▶ What this task involves: From the line with "Question: Can you identify the yellow parachute canopy" down to the final line of the material below, quote every line exactly and leave out all lines before it.

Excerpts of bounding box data

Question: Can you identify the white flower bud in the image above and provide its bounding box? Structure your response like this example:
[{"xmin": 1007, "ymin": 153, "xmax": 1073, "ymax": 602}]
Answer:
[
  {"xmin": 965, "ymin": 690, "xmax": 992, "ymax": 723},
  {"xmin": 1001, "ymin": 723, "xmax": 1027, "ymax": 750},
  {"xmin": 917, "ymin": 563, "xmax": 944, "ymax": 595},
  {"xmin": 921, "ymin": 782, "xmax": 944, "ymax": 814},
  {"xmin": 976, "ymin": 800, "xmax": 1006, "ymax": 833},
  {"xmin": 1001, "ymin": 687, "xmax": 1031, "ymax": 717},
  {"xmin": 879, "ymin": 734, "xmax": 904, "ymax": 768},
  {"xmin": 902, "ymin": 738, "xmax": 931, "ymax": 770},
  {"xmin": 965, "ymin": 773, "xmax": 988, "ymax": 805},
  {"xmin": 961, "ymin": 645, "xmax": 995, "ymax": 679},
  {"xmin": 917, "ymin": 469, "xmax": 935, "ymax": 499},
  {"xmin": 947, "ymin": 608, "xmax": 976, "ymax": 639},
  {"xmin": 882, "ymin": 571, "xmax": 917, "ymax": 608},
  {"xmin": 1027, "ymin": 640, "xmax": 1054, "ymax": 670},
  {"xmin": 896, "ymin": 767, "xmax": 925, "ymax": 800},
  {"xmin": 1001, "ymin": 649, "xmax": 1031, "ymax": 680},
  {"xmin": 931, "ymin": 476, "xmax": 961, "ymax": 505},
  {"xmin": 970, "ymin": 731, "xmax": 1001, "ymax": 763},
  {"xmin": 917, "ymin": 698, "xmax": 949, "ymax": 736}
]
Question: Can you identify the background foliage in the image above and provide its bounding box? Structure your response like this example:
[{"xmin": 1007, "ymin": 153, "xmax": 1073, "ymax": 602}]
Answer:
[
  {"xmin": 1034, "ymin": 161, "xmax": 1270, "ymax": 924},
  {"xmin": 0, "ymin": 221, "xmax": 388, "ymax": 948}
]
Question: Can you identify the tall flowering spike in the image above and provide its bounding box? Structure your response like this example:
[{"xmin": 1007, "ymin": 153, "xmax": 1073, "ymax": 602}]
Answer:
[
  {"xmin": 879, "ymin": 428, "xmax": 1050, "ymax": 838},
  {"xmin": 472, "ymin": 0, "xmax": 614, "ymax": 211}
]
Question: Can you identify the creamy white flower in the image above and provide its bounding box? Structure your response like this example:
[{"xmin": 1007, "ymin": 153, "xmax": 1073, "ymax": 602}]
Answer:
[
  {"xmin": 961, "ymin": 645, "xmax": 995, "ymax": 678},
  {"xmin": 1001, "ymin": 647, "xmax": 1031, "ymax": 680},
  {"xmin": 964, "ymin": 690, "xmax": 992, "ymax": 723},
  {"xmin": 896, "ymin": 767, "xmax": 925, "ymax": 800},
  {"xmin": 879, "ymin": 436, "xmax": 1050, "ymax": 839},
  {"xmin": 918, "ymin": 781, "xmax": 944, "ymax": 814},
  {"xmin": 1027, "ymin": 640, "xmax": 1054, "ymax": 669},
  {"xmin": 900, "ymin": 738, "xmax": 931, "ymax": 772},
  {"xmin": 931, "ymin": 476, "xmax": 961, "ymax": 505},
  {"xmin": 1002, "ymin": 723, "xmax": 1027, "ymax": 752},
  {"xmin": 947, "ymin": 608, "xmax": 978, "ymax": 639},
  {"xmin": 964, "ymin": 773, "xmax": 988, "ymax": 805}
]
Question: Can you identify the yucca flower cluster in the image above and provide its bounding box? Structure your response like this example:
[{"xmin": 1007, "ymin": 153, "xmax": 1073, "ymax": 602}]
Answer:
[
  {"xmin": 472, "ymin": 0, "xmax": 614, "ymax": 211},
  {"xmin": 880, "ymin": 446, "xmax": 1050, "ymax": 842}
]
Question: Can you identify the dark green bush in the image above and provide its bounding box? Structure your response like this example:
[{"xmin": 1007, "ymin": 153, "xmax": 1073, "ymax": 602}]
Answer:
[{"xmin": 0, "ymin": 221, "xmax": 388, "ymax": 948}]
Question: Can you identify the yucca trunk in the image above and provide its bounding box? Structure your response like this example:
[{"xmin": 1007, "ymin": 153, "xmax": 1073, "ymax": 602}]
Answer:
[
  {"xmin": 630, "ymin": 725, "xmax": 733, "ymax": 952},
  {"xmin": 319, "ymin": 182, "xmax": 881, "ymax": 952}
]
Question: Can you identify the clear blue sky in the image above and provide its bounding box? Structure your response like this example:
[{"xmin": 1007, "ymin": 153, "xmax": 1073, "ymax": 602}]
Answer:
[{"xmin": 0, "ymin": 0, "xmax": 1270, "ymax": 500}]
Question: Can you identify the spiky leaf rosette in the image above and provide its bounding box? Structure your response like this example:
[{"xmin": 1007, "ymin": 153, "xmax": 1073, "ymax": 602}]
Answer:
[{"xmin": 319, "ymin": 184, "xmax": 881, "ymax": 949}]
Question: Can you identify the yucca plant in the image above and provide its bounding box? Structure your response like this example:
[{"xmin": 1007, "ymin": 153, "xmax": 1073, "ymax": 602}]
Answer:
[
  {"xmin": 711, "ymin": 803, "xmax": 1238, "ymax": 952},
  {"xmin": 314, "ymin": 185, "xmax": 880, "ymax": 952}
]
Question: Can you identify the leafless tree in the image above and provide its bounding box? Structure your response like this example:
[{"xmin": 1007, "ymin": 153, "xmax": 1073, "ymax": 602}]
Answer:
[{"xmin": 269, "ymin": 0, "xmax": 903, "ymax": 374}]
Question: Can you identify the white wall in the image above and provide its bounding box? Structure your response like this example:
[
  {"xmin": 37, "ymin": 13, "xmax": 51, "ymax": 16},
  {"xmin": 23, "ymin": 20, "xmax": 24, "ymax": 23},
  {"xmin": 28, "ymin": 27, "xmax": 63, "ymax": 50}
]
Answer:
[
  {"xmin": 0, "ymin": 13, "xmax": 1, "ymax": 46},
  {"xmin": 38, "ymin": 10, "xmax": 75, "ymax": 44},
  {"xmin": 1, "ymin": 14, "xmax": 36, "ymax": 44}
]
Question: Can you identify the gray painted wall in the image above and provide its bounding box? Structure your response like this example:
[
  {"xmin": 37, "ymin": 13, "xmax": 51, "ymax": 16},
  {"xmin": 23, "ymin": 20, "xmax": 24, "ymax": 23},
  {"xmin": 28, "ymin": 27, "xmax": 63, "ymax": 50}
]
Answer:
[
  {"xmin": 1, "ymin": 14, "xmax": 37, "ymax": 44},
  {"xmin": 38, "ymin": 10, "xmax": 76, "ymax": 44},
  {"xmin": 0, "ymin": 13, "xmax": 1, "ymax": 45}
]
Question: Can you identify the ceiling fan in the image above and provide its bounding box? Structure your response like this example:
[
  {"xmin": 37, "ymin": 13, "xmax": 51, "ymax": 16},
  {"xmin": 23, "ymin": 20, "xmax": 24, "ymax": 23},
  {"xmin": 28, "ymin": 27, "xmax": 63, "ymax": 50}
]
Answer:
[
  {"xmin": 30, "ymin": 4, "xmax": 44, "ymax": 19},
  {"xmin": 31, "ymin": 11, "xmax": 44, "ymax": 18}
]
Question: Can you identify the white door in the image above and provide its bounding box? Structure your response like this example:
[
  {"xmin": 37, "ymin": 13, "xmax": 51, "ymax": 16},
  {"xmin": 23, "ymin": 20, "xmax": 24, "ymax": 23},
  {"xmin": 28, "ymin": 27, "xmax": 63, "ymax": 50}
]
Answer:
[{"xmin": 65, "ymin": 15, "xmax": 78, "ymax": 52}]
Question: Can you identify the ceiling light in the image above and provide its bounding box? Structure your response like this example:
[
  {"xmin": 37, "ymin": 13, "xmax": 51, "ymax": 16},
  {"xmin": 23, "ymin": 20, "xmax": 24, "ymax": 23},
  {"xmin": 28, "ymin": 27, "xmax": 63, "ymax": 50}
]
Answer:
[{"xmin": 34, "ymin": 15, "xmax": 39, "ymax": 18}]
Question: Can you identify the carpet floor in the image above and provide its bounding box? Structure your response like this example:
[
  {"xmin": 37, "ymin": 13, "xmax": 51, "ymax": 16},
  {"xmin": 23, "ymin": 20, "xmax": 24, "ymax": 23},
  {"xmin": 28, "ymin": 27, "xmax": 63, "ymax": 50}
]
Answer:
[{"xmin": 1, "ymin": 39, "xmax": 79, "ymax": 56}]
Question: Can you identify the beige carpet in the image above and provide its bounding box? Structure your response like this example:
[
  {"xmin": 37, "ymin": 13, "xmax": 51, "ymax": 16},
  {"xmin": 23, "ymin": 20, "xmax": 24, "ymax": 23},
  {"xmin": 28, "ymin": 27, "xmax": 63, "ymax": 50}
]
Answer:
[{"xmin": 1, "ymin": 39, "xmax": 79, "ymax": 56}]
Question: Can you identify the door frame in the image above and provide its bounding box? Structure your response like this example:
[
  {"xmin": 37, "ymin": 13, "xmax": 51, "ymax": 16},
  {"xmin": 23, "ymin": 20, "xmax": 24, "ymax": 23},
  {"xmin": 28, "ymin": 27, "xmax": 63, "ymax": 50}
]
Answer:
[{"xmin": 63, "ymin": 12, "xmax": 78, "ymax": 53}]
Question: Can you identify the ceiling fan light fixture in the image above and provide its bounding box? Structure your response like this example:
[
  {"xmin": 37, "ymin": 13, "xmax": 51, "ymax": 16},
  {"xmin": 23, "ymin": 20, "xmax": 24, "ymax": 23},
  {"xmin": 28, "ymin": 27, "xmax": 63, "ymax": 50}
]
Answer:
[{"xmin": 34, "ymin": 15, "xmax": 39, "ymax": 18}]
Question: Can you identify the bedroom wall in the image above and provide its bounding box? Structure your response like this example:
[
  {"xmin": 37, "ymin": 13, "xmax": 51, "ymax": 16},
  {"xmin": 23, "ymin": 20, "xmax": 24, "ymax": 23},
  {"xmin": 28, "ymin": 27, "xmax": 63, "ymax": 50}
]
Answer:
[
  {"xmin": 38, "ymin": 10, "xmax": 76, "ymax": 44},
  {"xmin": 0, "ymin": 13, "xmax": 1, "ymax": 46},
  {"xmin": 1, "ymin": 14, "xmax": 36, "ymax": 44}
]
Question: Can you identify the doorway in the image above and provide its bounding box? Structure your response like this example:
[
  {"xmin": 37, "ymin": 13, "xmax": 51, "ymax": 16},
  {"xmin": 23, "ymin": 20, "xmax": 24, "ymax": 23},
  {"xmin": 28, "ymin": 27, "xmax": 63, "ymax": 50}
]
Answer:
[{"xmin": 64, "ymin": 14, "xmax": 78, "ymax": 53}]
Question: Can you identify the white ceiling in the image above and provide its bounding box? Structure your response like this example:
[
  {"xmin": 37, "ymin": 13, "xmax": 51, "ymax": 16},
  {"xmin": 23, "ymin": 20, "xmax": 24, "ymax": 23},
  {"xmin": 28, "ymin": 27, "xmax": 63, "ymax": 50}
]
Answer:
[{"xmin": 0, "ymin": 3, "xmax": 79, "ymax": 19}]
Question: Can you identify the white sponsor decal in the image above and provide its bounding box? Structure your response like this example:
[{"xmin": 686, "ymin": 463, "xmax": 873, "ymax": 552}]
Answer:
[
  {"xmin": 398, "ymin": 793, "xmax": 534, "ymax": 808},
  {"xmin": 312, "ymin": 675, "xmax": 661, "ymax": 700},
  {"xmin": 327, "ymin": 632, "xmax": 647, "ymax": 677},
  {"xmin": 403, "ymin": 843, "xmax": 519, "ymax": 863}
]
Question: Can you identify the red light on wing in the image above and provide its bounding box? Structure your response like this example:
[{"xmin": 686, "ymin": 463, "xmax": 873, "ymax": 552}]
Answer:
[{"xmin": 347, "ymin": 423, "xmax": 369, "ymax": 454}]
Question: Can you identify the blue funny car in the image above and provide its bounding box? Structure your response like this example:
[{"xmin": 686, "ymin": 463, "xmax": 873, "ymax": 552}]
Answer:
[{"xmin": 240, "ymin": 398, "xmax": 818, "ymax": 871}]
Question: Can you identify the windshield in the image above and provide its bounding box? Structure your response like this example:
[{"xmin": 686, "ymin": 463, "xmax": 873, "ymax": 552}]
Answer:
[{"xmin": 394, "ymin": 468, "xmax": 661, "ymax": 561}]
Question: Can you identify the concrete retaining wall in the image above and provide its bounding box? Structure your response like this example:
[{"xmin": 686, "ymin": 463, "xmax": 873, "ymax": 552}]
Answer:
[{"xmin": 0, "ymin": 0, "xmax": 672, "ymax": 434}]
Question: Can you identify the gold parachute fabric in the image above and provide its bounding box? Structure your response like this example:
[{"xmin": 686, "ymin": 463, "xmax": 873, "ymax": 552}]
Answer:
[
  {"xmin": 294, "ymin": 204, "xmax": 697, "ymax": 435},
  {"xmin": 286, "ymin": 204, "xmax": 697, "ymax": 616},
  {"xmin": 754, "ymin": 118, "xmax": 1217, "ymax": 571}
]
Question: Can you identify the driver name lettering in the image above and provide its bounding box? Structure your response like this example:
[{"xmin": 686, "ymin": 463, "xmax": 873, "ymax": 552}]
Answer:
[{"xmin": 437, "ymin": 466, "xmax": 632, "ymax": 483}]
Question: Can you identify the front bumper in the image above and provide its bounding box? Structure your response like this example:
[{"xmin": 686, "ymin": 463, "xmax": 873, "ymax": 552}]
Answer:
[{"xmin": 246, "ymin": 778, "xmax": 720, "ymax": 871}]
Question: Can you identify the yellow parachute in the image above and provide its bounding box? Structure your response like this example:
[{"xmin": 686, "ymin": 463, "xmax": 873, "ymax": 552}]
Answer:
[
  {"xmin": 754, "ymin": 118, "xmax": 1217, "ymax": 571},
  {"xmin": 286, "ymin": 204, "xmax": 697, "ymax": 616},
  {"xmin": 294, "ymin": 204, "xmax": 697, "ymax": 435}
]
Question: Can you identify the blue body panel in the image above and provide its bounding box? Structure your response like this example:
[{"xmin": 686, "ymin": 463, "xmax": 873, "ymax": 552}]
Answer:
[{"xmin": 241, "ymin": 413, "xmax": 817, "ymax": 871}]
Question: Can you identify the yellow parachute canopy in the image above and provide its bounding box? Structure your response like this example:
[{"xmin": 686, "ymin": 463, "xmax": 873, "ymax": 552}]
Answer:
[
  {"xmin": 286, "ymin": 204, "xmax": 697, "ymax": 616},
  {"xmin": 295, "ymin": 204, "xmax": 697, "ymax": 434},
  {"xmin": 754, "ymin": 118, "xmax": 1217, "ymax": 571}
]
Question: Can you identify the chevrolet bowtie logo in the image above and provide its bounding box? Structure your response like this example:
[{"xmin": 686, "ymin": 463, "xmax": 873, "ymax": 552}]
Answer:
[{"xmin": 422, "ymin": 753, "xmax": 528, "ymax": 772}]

▶ Written response:
Question: Can you identify the yellow parachute canopy in the image above and provide its bounding box? Structure your response like this example:
[{"xmin": 686, "ymin": 463, "xmax": 873, "ymax": 552}]
Answer:
[
  {"xmin": 286, "ymin": 204, "xmax": 697, "ymax": 616},
  {"xmin": 295, "ymin": 204, "xmax": 697, "ymax": 434},
  {"xmin": 754, "ymin": 118, "xmax": 1217, "ymax": 571}
]
Question: Can you identify the chevrolet bowtie logo in the image above and provide its bounding box? Structure your response like this example:
[{"xmin": 686, "ymin": 463, "xmax": 873, "ymax": 552}]
Answer:
[{"xmin": 422, "ymin": 753, "xmax": 528, "ymax": 772}]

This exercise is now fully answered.